• _ÉNONCÉ DU PROBLÈME_: Reproduisez à l'identique chaque ligne du matériel ci-dessous, sans y inclure les images.

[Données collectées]
┄┄┄┄┄┄┄┄┄┄┄┄┄┄┄┄┄┄┄┄
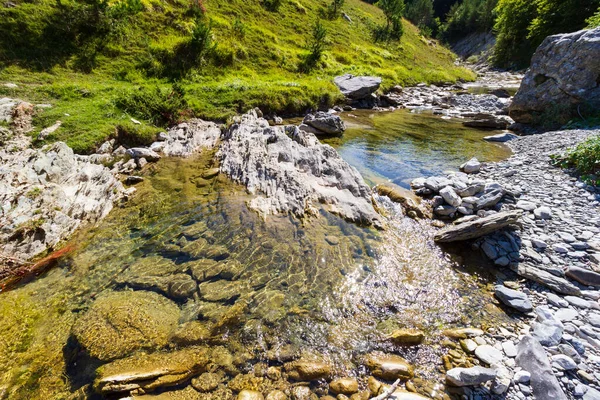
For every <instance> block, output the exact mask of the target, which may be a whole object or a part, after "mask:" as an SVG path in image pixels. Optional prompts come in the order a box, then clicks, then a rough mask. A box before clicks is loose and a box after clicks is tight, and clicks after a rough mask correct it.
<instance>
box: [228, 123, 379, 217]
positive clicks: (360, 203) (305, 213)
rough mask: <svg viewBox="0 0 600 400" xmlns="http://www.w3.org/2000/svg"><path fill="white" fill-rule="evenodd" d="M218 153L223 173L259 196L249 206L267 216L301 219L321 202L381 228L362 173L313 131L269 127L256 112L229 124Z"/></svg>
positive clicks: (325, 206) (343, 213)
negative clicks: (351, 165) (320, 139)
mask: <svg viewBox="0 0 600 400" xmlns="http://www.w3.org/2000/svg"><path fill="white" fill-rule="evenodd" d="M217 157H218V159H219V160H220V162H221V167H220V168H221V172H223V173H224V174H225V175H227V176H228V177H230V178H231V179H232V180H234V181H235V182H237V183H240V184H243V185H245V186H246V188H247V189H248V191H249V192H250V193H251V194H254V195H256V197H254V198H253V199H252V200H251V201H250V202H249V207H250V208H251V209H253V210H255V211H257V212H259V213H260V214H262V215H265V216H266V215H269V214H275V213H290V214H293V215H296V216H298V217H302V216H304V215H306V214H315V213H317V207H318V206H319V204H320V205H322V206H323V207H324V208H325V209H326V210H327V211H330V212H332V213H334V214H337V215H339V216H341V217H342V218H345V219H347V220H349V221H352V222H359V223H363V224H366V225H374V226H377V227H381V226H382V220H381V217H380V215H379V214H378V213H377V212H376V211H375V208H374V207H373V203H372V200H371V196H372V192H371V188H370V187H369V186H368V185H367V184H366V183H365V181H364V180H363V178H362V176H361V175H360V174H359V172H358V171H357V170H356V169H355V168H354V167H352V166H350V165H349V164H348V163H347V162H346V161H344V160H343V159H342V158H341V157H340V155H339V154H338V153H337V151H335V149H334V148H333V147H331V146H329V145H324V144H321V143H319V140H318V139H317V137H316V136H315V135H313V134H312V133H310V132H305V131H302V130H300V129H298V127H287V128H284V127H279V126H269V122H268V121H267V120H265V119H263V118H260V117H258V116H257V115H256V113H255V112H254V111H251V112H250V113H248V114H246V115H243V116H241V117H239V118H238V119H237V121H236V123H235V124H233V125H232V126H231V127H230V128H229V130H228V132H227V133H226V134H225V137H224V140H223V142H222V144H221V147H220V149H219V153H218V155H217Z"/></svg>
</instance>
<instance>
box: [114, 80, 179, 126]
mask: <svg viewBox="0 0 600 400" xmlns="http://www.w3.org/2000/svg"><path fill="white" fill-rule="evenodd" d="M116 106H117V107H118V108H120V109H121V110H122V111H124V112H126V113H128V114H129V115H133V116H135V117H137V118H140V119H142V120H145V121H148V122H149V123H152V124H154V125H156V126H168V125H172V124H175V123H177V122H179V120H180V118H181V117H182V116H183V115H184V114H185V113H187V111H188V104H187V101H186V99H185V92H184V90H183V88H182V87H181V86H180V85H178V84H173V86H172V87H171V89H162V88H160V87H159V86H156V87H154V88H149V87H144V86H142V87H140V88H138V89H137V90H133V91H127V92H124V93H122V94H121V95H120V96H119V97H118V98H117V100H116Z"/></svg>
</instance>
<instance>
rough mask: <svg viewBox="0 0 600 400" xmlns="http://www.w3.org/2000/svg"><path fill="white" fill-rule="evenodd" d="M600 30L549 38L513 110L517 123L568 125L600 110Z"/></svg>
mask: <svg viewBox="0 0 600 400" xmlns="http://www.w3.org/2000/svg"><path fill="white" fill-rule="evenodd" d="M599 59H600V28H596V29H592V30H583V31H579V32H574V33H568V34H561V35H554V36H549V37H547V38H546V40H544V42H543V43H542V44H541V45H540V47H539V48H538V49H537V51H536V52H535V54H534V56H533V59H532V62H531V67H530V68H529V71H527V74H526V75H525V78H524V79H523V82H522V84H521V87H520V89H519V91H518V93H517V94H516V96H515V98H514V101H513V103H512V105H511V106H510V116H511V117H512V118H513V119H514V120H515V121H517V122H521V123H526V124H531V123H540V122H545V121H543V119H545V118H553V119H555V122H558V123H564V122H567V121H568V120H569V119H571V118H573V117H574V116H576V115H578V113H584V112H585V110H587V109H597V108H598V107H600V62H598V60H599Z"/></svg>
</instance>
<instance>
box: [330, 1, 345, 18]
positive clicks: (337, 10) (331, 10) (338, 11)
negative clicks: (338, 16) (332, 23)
┄┄┄┄┄┄┄┄┄┄┄┄┄┄┄┄┄┄┄┄
• _CORRIGÉ DE L'EXERCICE_:
For every <instance> block, output the exact mask of the target, which may be a whole object or a part, after "mask:" as an SVG path in image pixels. Optional prompts come in the order a box, then clicks, then a rough mask. A box before clicks is loose and a box after clicks is tight, and clicks after a rough mask correct it.
<instance>
box: [228, 123, 379, 217]
positive clicks: (360, 203) (305, 213)
rough mask: <svg viewBox="0 0 600 400" xmlns="http://www.w3.org/2000/svg"><path fill="white" fill-rule="evenodd" d="M218 153L223 173L259 196L249 206L267 216L301 219L321 202L381 228L362 173L313 131L269 127L256 112L229 124Z"/></svg>
positive clicks: (325, 206) (343, 213)
negative clicks: (351, 165) (320, 139)
mask: <svg viewBox="0 0 600 400" xmlns="http://www.w3.org/2000/svg"><path fill="white" fill-rule="evenodd" d="M217 157H218V159H219V160H220V162H221V167H220V168H221V172H223V173H224V174H225V175H227V176H228V177H230V178H231V179H232V180H234V181H235V182H237V183H240V184H243V185H245V186H246V188H247V189H248V191H249V192H250V193H251V194H254V195H256V197H254V198H253V199H252V200H251V201H250V202H249V207H250V208H251V209H253V210H255V211H257V212H259V213H260V214H262V215H265V216H266V215H269V214H275V213H290V214H293V215H296V216H298V217H302V216H304V215H306V214H315V213H317V207H318V206H319V204H320V205H322V206H323V207H324V208H325V209H326V210H327V211H330V212H332V213H334V214H337V215H339V216H341V217H342V218H345V219H347V220H349V221H352V222H359V223H363V224H366V225H374V226H377V227H381V226H382V220H381V217H380V215H379V214H378V213H377V212H376V211H375V208H374V207H373V203H372V200H371V196H372V192H371V188H370V187H369V186H368V185H367V184H366V183H365V181H364V180H363V178H362V176H361V175H360V174H359V172H358V171H357V170H356V169H355V168H354V167H352V166H350V165H349V164H348V163H347V162H346V161H344V160H343V159H342V158H341V157H340V155H339V154H338V153H337V151H335V149H334V148H333V147H331V146H329V145H324V144H321V143H319V140H318V139H317V137H316V136H315V135H313V134H312V133H310V132H305V131H302V130H300V129H298V127H287V128H284V127H279V126H269V122H268V121H267V120H265V119H263V118H260V117H258V116H257V115H256V113H255V112H254V111H251V112H250V113H248V114H246V115H243V116H241V117H239V118H238V119H237V121H236V123H235V124H233V125H232V126H231V127H230V128H229V130H228V132H227V133H226V134H225V137H224V140H223V142H222V144H221V147H220V149H219V153H218V155H217Z"/></svg>
</instance>
<instance>
box: [114, 80, 179, 126]
mask: <svg viewBox="0 0 600 400" xmlns="http://www.w3.org/2000/svg"><path fill="white" fill-rule="evenodd" d="M116 106H117V107H118V108H120V109H121V110H122V111H124V112H126V113H128V114H129V115H133V116H135V117H137V118H140V119H142V120H145V121H148V122H149V123H152V124H154V125H156V126H168V125H172V124H175V123H177V122H179V120H180V118H181V117H182V116H183V115H184V114H185V113H187V111H188V104H187V101H186V99H185V92H184V90H183V88H182V87H181V86H180V85H178V84H173V86H172V87H171V89H162V88H160V87H159V86H156V87H154V88H149V87H144V86H142V87H140V88H138V89H137V90H133V91H127V92H124V93H122V94H121V95H120V96H119V97H118V98H117V100H116Z"/></svg>
</instance>
<instance>
rough mask: <svg viewBox="0 0 600 400" xmlns="http://www.w3.org/2000/svg"><path fill="white" fill-rule="evenodd" d="M600 30L549 38L513 110L517 123L568 125L600 110Z"/></svg>
mask: <svg viewBox="0 0 600 400" xmlns="http://www.w3.org/2000/svg"><path fill="white" fill-rule="evenodd" d="M599 59H600V28H596V29H592V30H583V31H579V32H574V33H568V34H561V35H554V36H549V37H547V38H546V40H544V42H543V43H542V44H541V45H540V47H539V48H538V49H537V51H536V52H535V54H534V56H533V59H532V62H531V67H530V68H529V71H527V74H526V75H525V78H524V79H523V82H522V84H521V87H520V89H519V91H518V93H517V94H516V96H515V98H514V101H513V103H512V105H511V106H510V116H511V117H512V118H513V119H514V120H515V121H517V122H521V123H526V124H531V123H540V122H545V121H543V119H545V118H553V119H555V122H558V123H564V122H567V121H568V120H569V119H571V118H573V117H574V116H576V115H578V113H584V112H585V110H587V109H597V108H598V107H600V62H598V60H599Z"/></svg>
</instance>
<instance>
box: [330, 1, 345, 18]
positive clicks: (337, 10) (331, 10) (338, 11)
negative clicks: (338, 16) (332, 23)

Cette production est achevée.